┌──

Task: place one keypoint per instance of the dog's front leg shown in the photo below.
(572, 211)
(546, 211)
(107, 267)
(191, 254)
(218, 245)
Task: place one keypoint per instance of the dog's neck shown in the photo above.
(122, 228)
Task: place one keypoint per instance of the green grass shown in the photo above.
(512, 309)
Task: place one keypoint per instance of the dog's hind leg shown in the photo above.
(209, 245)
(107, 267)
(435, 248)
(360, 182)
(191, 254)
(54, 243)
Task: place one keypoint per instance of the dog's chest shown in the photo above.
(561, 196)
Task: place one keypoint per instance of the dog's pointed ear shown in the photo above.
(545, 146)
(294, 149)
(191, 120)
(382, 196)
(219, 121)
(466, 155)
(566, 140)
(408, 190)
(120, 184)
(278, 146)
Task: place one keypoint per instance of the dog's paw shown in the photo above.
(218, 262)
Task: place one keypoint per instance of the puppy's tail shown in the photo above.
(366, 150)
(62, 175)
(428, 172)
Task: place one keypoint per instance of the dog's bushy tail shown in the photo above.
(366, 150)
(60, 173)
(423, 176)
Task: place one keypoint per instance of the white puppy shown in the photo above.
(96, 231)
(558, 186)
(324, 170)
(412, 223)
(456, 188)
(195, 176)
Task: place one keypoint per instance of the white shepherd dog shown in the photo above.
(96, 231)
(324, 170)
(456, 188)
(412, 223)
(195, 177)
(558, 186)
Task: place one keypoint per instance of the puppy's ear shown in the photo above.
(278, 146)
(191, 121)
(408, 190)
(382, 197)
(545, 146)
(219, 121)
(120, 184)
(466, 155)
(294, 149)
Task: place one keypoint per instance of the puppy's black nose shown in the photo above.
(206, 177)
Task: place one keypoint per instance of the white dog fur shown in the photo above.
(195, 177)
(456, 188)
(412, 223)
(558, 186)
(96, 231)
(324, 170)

└──

What to work on -> Write out, word for word, the lines starting at the one that contains "Task: place one keypoint per instance of the white shepherd" and running through the last line of the records.

Complete answer ->
Task: place one keypoint per instance of the white shepherd dog shown in the photo above.
(96, 231)
(324, 170)
(456, 188)
(412, 223)
(195, 177)
(558, 186)
Task: place one keypoint per instance of the puppy's ear shown in the photo above.
(278, 146)
(191, 121)
(408, 190)
(382, 197)
(545, 146)
(219, 121)
(120, 184)
(466, 155)
(294, 149)
Task: place one keypoint per instance of the puppy's black nose shown in the photo above.
(206, 177)
Task: place one keypoint per instance of the white dog fur shown in the photo above.
(195, 177)
(456, 188)
(412, 223)
(558, 186)
(96, 231)
(324, 170)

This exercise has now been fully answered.